_Photo labels with bounding boxes:_
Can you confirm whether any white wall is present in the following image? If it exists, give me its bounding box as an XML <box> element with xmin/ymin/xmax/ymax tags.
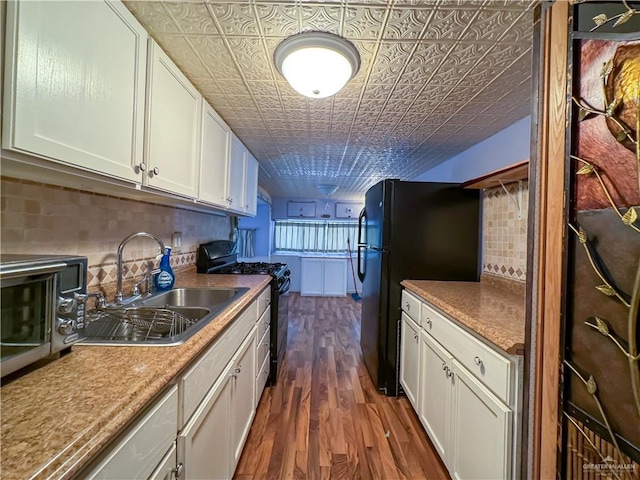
<box><xmin>413</xmin><ymin>116</ymin><xmax>531</xmax><ymax>183</ymax></box>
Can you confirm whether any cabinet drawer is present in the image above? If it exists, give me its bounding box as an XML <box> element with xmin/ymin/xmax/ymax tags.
<box><xmin>258</xmin><ymin>306</ymin><xmax>271</xmax><ymax>344</ymax></box>
<box><xmin>256</xmin><ymin>328</ymin><xmax>271</xmax><ymax>373</ymax></box>
<box><xmin>258</xmin><ymin>287</ymin><xmax>271</xmax><ymax>316</ymax></box>
<box><xmin>402</xmin><ymin>290</ymin><xmax>422</xmax><ymax>325</ymax></box>
<box><xmin>84</xmin><ymin>387</ymin><xmax>178</xmax><ymax>479</ymax></box>
<box><xmin>422</xmin><ymin>304</ymin><xmax>514</xmax><ymax>405</ymax></box>
<box><xmin>178</xmin><ymin>301</ymin><xmax>258</xmax><ymax>428</ymax></box>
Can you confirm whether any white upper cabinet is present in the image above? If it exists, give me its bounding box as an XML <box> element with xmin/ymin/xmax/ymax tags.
<box><xmin>144</xmin><ymin>40</ymin><xmax>202</xmax><ymax>198</ymax></box>
<box><xmin>227</xmin><ymin>134</ymin><xmax>248</xmax><ymax>213</ymax></box>
<box><xmin>3</xmin><ymin>1</ymin><xmax>147</xmax><ymax>181</ymax></box>
<box><xmin>198</xmin><ymin>101</ymin><xmax>231</xmax><ymax>208</ymax></box>
<box><xmin>244</xmin><ymin>152</ymin><xmax>259</xmax><ymax>217</ymax></box>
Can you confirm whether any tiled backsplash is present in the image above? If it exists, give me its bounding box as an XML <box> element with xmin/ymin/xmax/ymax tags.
<box><xmin>0</xmin><ymin>177</ymin><xmax>231</xmax><ymax>287</ymax></box>
<box><xmin>482</xmin><ymin>181</ymin><xmax>529</xmax><ymax>282</ymax></box>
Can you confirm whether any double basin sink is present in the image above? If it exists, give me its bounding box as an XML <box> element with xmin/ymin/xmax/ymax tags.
<box><xmin>82</xmin><ymin>287</ymin><xmax>249</xmax><ymax>346</ymax></box>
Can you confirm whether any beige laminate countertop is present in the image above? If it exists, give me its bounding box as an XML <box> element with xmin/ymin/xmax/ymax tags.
<box><xmin>401</xmin><ymin>280</ymin><xmax>525</xmax><ymax>355</ymax></box>
<box><xmin>0</xmin><ymin>267</ymin><xmax>271</xmax><ymax>479</ymax></box>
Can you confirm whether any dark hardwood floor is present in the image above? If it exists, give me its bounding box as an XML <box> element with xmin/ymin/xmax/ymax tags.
<box><xmin>235</xmin><ymin>294</ymin><xmax>449</xmax><ymax>480</ymax></box>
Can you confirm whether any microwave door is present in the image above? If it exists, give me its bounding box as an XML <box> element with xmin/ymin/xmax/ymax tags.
<box><xmin>0</xmin><ymin>274</ymin><xmax>55</xmax><ymax>376</ymax></box>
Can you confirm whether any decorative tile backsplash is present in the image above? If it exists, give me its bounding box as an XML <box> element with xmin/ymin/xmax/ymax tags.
<box><xmin>0</xmin><ymin>177</ymin><xmax>231</xmax><ymax>287</ymax></box>
<box><xmin>482</xmin><ymin>181</ymin><xmax>529</xmax><ymax>282</ymax></box>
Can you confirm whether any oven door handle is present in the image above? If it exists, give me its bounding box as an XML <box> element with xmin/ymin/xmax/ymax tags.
<box><xmin>278</xmin><ymin>278</ymin><xmax>291</xmax><ymax>295</ymax></box>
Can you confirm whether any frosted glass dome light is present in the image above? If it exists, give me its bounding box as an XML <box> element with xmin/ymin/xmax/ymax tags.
<box><xmin>273</xmin><ymin>32</ymin><xmax>360</xmax><ymax>98</ymax></box>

_What you have to do:_ Which lines in the data above contain the word "door"? Find each one and copy it out.

_Result of the exercise:_
Can you confirm whether any microwave door is present in the image above? If it exists, give me its bounding box as an XML <box> element with xmin/ymin/xmax/ymax tags.
Can you confirm whether any oven door handle is present in the image above? If it exists, give me its bounding box as an XML <box> element with xmin/ymin/xmax/ymax tags.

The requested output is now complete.